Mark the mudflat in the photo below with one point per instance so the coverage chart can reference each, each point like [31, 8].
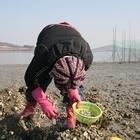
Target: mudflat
[114, 87]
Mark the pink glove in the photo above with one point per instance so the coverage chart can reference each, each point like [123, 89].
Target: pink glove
[47, 107]
[74, 97]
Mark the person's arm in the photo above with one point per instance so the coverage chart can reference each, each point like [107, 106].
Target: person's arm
[48, 109]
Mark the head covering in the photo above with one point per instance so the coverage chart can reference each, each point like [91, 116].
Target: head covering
[68, 73]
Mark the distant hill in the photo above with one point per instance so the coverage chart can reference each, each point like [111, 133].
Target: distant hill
[4, 46]
[106, 48]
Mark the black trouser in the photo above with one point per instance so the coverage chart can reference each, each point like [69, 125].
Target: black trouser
[44, 86]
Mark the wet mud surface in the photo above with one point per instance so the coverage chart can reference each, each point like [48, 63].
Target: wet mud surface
[112, 86]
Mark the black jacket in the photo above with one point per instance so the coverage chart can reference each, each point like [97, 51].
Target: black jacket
[53, 43]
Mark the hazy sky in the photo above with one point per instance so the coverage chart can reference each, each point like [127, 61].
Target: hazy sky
[22, 20]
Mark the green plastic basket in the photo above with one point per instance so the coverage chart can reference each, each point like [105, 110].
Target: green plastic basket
[90, 107]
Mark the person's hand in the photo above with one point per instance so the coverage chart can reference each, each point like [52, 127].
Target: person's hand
[75, 97]
[48, 109]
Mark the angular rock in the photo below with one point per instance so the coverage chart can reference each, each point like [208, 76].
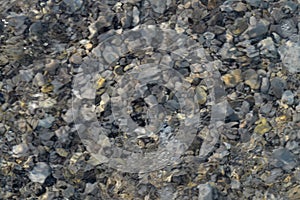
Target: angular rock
[40, 172]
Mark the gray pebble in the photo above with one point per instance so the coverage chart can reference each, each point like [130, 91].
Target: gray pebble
[286, 159]
[26, 75]
[260, 29]
[277, 87]
[46, 122]
[39, 173]
[288, 97]
[20, 150]
[265, 85]
[73, 5]
[205, 192]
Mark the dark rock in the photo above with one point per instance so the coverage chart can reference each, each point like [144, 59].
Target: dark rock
[277, 87]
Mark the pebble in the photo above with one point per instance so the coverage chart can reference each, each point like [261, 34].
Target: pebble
[287, 97]
[20, 150]
[46, 122]
[277, 87]
[39, 80]
[289, 54]
[251, 78]
[233, 78]
[205, 192]
[40, 172]
[73, 5]
[2, 99]
[201, 95]
[265, 85]
[258, 30]
[287, 159]
[76, 59]
[262, 127]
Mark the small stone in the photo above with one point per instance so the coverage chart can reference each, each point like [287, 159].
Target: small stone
[287, 97]
[240, 25]
[290, 56]
[2, 99]
[48, 103]
[46, 122]
[73, 5]
[233, 78]
[277, 87]
[20, 150]
[3, 60]
[47, 88]
[296, 117]
[39, 80]
[258, 30]
[286, 158]
[205, 192]
[268, 48]
[201, 95]
[262, 127]
[40, 172]
[252, 79]
[26, 75]
[62, 152]
[265, 85]
[100, 83]
[76, 59]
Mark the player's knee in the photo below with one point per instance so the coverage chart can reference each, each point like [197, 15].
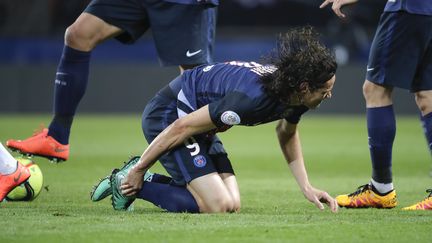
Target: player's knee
[221, 205]
[236, 205]
[424, 101]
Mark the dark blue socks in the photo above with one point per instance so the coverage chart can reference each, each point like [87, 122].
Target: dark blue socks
[171, 198]
[70, 85]
[427, 128]
[381, 125]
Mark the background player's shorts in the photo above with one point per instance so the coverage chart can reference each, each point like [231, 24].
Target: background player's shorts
[401, 52]
[183, 33]
[199, 156]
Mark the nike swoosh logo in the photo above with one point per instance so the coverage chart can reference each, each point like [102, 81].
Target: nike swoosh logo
[191, 54]
[16, 178]
[57, 150]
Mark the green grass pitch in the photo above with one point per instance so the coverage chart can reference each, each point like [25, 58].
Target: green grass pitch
[273, 208]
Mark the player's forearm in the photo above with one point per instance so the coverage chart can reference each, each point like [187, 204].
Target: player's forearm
[294, 156]
[175, 134]
[171, 137]
[289, 141]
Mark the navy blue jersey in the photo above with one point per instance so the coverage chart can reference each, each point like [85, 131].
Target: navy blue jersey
[234, 94]
[423, 7]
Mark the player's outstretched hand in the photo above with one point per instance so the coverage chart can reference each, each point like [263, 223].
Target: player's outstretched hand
[319, 197]
[133, 182]
[337, 5]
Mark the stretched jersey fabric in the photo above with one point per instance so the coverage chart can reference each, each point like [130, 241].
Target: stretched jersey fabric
[423, 7]
[234, 94]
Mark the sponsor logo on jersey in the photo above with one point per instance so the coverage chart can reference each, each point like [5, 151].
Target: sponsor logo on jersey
[200, 161]
[230, 118]
[191, 54]
[208, 68]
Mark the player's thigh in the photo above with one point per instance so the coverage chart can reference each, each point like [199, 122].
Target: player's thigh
[129, 16]
[88, 31]
[424, 101]
[183, 33]
[398, 48]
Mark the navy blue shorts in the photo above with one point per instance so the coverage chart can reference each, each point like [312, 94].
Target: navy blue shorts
[401, 52]
[183, 33]
[199, 156]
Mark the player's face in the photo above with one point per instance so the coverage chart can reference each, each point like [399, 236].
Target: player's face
[314, 99]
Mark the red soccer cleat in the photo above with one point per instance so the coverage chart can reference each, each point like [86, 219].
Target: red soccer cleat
[41, 144]
[9, 182]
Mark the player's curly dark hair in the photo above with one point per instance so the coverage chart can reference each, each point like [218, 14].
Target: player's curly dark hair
[299, 57]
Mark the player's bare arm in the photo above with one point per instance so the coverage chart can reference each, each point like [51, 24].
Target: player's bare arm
[337, 5]
[175, 134]
[289, 141]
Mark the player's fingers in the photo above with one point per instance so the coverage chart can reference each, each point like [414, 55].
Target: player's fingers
[325, 3]
[128, 191]
[331, 202]
[318, 204]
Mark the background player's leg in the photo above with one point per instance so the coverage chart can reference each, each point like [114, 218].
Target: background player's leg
[72, 73]
[70, 85]
[424, 102]
[381, 132]
[7, 163]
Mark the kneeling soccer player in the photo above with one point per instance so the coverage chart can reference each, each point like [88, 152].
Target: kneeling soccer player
[180, 123]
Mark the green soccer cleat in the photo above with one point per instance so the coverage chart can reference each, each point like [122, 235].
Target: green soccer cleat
[103, 188]
[118, 200]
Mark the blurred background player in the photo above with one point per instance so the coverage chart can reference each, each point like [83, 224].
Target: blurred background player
[12, 173]
[180, 123]
[400, 56]
[183, 32]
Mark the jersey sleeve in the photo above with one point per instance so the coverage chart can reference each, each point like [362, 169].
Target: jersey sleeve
[235, 108]
[295, 115]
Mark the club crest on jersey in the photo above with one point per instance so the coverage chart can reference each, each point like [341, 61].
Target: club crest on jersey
[200, 161]
[230, 118]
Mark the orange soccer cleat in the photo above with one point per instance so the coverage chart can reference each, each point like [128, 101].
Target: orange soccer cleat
[41, 144]
[9, 182]
[426, 204]
[365, 197]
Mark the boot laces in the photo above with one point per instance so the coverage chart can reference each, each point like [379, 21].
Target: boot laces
[360, 190]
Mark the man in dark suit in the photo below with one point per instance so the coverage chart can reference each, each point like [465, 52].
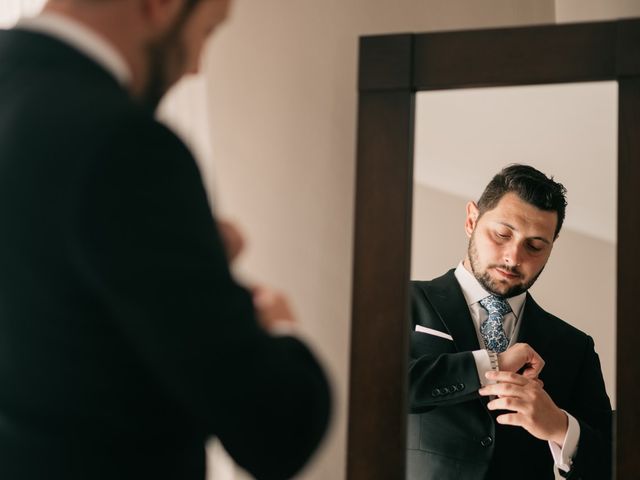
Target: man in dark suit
[124, 340]
[500, 388]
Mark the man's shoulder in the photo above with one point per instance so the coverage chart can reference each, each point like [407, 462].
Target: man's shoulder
[443, 282]
[560, 327]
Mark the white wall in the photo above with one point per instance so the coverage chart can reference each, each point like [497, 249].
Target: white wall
[282, 97]
[593, 10]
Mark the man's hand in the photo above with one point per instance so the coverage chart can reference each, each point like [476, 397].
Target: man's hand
[521, 357]
[232, 239]
[272, 308]
[532, 407]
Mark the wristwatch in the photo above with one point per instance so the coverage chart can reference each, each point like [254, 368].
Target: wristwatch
[493, 359]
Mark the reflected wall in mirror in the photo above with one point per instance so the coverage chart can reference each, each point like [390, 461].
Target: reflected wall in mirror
[568, 131]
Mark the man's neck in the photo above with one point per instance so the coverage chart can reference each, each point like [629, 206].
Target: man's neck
[112, 22]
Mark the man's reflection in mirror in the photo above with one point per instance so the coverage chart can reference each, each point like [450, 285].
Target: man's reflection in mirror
[499, 388]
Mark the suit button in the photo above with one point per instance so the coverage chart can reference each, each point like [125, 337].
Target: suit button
[486, 441]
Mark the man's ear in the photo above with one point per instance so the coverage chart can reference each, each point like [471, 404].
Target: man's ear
[161, 14]
[473, 213]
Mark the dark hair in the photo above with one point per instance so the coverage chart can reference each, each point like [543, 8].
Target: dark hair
[531, 186]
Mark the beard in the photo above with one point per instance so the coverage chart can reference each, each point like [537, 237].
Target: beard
[165, 60]
[490, 284]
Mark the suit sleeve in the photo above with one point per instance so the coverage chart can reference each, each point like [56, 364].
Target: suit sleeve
[438, 374]
[148, 244]
[592, 408]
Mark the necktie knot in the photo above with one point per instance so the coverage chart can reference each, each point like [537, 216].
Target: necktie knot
[491, 329]
[495, 305]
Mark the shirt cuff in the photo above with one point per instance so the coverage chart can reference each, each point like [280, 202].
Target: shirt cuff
[563, 456]
[483, 365]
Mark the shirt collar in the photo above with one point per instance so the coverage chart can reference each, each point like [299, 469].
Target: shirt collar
[83, 39]
[474, 292]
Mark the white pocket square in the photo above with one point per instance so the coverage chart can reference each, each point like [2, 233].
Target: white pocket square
[431, 331]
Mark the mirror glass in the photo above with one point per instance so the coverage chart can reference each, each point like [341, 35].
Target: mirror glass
[464, 137]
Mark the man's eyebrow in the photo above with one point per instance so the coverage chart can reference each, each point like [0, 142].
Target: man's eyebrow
[542, 239]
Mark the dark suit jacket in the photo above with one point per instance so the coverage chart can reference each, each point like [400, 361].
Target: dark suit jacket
[452, 435]
[124, 340]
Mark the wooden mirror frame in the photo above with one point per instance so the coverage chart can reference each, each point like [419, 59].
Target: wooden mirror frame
[392, 68]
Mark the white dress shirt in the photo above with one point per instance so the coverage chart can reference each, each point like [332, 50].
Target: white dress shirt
[474, 292]
[100, 50]
[83, 39]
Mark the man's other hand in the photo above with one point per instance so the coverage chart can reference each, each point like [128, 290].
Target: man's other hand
[272, 308]
[521, 358]
[530, 406]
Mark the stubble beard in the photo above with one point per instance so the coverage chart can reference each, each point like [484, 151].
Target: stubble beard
[160, 79]
[488, 283]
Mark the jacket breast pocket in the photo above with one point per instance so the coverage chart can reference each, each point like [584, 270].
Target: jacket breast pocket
[427, 343]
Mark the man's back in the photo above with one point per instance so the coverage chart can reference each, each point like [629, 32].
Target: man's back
[124, 342]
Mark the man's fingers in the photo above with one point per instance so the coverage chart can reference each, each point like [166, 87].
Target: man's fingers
[535, 363]
[508, 377]
[514, 419]
[506, 403]
[501, 390]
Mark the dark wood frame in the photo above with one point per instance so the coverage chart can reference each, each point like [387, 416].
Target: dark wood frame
[392, 69]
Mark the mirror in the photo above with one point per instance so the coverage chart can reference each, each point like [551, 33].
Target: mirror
[392, 70]
[464, 137]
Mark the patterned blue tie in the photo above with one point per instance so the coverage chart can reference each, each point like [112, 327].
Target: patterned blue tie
[491, 329]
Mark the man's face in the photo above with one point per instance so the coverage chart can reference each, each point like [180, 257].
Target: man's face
[178, 51]
[509, 245]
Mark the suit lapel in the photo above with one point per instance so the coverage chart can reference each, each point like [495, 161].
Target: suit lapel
[447, 299]
[532, 329]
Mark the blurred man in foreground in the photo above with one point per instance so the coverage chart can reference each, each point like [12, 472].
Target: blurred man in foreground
[124, 340]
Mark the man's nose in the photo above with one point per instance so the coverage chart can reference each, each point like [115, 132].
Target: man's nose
[513, 254]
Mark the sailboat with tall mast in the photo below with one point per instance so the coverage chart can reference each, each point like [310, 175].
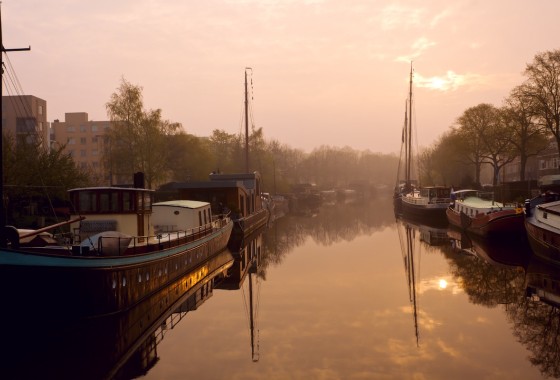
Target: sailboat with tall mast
[241, 193]
[428, 203]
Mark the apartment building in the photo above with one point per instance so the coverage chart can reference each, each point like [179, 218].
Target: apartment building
[25, 118]
[85, 141]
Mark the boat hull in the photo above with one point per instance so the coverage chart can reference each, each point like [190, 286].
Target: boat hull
[94, 286]
[494, 223]
[544, 241]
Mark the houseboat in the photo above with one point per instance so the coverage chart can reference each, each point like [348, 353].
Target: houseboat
[240, 194]
[121, 248]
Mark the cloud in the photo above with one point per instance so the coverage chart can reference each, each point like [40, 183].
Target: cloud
[418, 48]
[450, 81]
[397, 16]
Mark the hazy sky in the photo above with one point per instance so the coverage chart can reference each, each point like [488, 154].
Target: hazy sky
[324, 72]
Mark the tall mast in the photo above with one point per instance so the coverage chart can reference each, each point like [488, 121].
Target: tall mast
[3, 218]
[409, 132]
[246, 123]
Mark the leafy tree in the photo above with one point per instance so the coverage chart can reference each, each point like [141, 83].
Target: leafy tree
[527, 137]
[473, 123]
[35, 178]
[137, 140]
[542, 89]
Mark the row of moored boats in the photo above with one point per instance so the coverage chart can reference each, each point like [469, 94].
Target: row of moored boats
[478, 213]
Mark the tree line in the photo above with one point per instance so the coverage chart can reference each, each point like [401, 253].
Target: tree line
[140, 140]
[526, 124]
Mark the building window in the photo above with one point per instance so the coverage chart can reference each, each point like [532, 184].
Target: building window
[25, 125]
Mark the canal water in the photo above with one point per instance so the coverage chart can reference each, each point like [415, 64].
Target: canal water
[344, 292]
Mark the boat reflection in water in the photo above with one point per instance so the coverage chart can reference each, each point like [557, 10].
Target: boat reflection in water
[413, 236]
[245, 267]
[507, 272]
[41, 344]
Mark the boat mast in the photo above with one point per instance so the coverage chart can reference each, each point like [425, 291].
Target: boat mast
[3, 218]
[409, 133]
[247, 122]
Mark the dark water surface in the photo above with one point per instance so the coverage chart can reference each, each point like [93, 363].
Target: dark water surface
[346, 293]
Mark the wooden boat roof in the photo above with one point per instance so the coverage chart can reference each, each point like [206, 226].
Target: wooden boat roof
[101, 188]
[552, 207]
[182, 204]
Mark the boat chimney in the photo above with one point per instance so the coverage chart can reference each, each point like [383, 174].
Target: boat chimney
[139, 180]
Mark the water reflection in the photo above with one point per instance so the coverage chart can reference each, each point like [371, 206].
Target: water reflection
[334, 307]
[506, 272]
[44, 344]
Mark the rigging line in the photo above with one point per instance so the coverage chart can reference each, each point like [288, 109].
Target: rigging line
[247, 313]
[11, 69]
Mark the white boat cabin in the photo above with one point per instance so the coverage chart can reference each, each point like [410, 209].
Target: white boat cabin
[475, 202]
[181, 215]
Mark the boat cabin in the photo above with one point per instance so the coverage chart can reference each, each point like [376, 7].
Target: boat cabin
[238, 193]
[123, 209]
[181, 215]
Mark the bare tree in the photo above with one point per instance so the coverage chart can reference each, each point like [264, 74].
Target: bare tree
[542, 89]
[527, 137]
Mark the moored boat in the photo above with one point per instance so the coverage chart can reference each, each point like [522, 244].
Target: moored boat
[105, 268]
[542, 222]
[427, 203]
[478, 213]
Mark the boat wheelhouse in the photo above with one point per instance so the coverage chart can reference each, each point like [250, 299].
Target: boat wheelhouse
[128, 248]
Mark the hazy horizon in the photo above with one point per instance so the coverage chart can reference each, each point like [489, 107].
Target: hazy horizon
[324, 72]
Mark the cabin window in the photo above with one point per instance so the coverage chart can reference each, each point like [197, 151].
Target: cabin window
[87, 201]
[109, 202]
[147, 201]
[127, 202]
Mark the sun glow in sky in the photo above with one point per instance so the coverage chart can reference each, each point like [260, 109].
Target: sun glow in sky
[324, 72]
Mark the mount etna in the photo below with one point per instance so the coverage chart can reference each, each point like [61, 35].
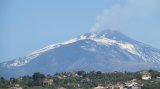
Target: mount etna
[102, 51]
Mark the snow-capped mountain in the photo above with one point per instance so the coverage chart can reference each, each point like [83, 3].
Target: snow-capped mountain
[104, 51]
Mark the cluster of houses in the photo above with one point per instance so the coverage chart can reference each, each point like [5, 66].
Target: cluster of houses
[133, 84]
[16, 86]
[128, 85]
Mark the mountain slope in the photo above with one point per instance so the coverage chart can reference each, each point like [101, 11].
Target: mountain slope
[104, 51]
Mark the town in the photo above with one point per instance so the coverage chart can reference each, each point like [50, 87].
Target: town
[85, 80]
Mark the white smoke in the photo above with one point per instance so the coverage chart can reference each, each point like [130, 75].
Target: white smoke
[132, 14]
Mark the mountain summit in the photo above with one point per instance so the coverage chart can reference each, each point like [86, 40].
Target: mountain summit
[104, 51]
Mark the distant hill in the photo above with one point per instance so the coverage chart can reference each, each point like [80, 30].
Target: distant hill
[102, 51]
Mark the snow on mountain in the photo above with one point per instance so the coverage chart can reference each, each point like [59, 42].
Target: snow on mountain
[105, 51]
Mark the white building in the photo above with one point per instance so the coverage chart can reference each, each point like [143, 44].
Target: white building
[146, 76]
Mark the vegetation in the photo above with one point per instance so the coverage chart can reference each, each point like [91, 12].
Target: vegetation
[80, 79]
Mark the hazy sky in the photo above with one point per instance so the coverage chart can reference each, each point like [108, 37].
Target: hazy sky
[27, 25]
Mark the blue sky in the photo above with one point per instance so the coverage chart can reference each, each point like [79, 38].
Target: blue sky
[27, 25]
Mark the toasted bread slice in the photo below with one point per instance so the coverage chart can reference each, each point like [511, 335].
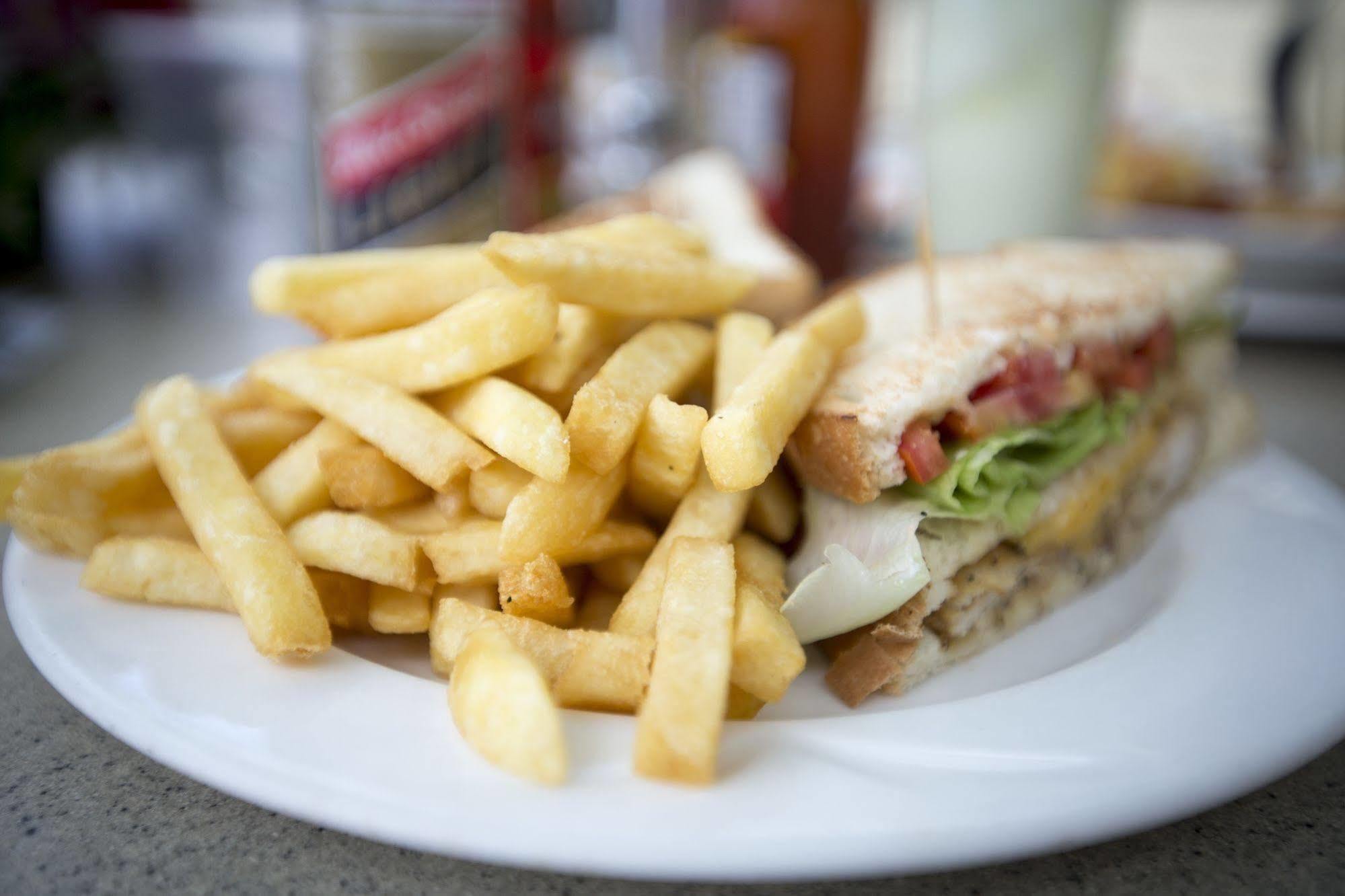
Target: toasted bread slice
[1050, 294]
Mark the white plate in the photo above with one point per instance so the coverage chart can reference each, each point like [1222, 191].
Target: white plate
[1208, 669]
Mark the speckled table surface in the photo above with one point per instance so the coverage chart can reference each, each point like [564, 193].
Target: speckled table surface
[82, 813]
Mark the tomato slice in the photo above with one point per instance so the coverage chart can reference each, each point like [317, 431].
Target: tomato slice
[1160, 345]
[1136, 375]
[1101, 359]
[922, 453]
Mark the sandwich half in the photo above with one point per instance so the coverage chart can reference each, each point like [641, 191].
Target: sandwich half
[977, 462]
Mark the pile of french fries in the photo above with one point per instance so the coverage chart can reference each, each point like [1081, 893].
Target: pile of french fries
[507, 446]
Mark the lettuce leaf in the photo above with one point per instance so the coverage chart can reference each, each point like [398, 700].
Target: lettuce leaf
[1003, 476]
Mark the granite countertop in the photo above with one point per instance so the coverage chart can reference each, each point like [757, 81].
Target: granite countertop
[82, 813]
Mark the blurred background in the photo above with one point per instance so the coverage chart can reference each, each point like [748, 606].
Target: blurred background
[152, 153]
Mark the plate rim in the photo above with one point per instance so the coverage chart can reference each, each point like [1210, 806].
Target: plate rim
[180, 754]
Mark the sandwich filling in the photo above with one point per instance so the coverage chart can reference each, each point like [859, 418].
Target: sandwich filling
[998, 470]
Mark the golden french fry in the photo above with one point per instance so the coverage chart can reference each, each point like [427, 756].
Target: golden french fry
[513, 423]
[641, 231]
[172, 572]
[618, 574]
[344, 599]
[468, 554]
[258, 435]
[355, 294]
[166, 523]
[537, 590]
[743, 706]
[585, 669]
[292, 485]
[503, 710]
[837, 324]
[762, 564]
[412, 435]
[596, 607]
[11, 472]
[493, 488]
[775, 509]
[452, 500]
[564, 399]
[550, 519]
[396, 611]
[607, 411]
[155, 571]
[767, 656]
[424, 519]
[666, 455]
[705, 513]
[482, 595]
[362, 478]
[740, 340]
[358, 546]
[269, 587]
[580, 332]
[746, 438]
[494, 329]
[620, 279]
[677, 731]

○ ○ ○

• **EXERCISE BRIEF**
Each line of the data that includes "below" should be copied.

• **WORKED SOLUTION**
Mark the mudflat in the photo below with one point per instance so the coverage chart can reference each, each point like [31, 8].
Mark the angular rock in the photo below with one point per instance so the coverage chart can reference each, each point like [208, 76].
Mark the player's knee in the photo below with one point per instance so the coverage chart can reference each, each point like [197, 15].
Mark the man in dark suit in the photo below with one point per instance so the coverage chart can reference each, each point like [465, 52].
Mark the sailboat with tall mast in the photo below with one point per instance so the coverage chart can reference each, each point like [310, 175].
Mark the mount etna in the photo below with one point per instance so the coverage chart can reference each, each point like [61, 35].
Mark the toasted bread slice in the photo below with one point per instance so the coverage chart can reference each, each point like [511, 335].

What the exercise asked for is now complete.